# Rows
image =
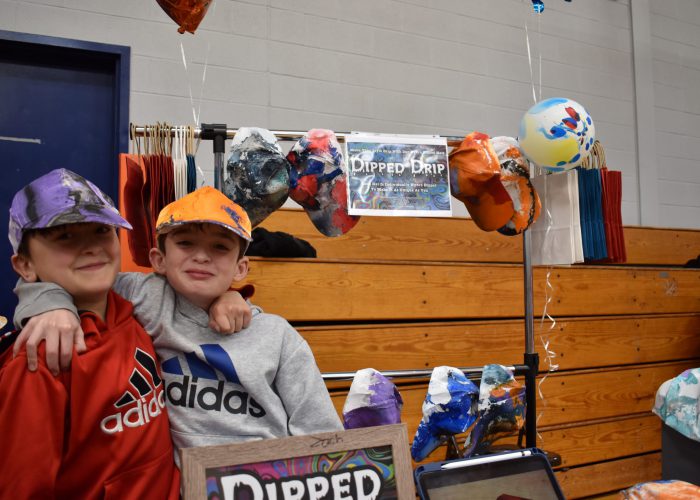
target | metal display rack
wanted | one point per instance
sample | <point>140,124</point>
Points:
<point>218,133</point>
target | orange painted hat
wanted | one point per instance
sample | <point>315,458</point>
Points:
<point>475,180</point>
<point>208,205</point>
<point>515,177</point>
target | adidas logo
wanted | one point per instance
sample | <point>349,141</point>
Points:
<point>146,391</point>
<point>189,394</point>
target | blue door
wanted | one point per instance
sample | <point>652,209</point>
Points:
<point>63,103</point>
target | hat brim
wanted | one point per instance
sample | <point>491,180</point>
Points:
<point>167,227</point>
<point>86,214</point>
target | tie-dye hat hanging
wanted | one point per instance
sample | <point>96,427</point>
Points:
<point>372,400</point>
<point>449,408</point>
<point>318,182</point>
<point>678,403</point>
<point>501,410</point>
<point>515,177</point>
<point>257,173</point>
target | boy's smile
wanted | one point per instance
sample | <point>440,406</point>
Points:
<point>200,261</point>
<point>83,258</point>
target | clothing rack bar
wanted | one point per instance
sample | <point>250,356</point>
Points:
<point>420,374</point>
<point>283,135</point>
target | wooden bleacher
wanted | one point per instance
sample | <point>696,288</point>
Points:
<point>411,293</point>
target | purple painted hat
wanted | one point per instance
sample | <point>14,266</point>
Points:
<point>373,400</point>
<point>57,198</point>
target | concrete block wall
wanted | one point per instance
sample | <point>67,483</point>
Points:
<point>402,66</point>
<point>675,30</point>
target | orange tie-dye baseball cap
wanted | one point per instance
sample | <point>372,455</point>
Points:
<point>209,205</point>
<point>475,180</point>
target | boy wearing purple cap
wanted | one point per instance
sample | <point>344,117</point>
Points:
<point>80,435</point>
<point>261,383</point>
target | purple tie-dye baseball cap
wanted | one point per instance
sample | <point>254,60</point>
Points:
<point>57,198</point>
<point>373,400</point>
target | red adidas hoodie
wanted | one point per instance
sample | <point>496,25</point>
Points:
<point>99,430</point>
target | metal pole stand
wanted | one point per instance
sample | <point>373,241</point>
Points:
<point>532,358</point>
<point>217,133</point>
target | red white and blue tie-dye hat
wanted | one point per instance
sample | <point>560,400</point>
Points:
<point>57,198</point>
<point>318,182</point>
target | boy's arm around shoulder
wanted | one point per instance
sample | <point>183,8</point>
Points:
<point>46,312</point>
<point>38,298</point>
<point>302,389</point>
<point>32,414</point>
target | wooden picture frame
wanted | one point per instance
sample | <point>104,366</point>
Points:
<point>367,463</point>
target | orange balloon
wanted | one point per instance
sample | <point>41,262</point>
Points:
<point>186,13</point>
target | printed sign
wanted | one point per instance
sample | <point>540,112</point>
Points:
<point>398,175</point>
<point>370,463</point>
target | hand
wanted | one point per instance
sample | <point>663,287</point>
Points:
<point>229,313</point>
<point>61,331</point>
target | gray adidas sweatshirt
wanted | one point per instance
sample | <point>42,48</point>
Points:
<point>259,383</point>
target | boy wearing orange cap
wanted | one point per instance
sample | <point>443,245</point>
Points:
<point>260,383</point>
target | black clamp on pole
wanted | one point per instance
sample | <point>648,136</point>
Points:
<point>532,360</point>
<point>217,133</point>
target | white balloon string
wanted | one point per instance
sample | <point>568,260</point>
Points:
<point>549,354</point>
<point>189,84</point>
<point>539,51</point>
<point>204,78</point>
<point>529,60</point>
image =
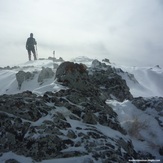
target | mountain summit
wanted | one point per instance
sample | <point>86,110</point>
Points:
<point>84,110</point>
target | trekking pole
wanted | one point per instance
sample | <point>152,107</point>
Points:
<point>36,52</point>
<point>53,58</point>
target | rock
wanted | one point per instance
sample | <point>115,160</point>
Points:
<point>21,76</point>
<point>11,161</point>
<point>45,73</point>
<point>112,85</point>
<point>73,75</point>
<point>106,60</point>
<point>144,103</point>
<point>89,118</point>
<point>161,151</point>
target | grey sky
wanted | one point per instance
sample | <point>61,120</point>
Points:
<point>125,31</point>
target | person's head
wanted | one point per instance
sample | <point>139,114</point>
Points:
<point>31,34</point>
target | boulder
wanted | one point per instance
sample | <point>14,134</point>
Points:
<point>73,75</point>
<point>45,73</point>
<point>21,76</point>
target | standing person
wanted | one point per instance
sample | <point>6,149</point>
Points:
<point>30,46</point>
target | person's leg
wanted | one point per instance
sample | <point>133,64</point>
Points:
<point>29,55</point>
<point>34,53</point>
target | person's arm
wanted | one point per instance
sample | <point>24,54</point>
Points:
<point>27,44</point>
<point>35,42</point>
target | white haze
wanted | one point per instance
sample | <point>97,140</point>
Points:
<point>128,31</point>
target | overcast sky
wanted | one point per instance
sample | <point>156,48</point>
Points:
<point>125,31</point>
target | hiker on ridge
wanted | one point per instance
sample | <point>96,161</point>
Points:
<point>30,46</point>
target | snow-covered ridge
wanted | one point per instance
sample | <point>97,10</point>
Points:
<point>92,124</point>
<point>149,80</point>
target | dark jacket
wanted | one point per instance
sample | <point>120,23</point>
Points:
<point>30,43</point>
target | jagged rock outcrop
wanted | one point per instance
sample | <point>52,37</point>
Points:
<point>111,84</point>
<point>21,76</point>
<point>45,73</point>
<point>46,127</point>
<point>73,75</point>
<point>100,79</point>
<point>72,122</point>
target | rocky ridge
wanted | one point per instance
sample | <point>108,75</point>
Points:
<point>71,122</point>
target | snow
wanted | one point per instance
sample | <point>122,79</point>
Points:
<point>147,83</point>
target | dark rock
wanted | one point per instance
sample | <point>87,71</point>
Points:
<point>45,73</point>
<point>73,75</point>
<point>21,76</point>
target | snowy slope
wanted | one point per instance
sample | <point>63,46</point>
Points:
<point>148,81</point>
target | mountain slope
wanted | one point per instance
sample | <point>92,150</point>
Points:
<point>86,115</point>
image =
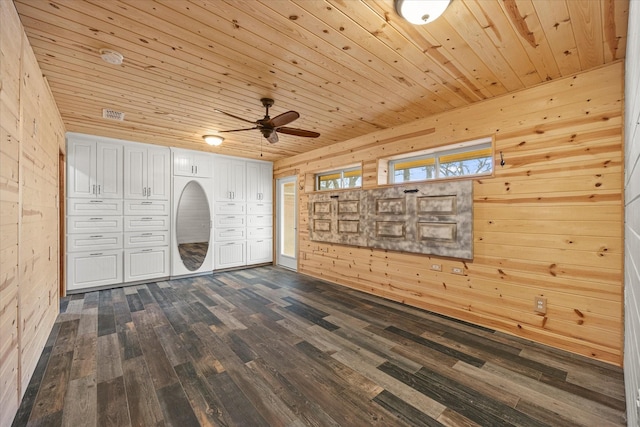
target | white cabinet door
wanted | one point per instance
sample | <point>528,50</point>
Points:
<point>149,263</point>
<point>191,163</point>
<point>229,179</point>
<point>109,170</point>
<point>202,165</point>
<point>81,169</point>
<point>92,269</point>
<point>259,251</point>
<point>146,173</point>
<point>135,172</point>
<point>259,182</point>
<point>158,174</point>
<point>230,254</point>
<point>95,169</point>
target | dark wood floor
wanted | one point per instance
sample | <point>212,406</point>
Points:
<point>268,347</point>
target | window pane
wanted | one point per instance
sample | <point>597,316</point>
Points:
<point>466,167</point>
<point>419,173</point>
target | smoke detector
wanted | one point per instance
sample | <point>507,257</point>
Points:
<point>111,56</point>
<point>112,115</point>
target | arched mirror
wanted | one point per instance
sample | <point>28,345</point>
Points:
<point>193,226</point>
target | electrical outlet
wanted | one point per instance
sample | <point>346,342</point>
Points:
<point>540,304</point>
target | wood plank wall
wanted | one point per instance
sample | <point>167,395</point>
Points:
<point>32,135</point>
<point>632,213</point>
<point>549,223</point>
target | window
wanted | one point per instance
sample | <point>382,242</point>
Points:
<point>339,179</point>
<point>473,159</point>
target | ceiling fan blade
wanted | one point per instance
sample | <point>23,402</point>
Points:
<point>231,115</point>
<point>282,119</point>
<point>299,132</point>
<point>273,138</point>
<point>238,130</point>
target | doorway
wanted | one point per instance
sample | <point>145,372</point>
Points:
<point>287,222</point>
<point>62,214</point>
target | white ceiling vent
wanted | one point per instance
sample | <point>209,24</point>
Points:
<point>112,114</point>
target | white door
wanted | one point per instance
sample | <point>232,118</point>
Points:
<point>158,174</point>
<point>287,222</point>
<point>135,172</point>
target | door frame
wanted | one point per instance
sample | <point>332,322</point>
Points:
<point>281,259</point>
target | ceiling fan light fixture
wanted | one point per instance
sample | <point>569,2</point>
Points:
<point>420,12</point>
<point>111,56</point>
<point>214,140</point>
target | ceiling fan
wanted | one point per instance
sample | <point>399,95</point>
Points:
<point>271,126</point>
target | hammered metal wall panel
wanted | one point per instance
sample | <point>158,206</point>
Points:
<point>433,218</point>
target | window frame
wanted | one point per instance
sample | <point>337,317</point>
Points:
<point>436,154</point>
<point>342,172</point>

# To be done
Please duplicate, word for word, the part of the rows that opens with their first line and closes with the line containing "<point>218,133</point>", both ends included. Leave the pictures out of your answer.

# Exercise result
image =
target | metal display rack
wanted | one point per instance
sample | <point>140,124</point>
Points:
<point>218,133</point>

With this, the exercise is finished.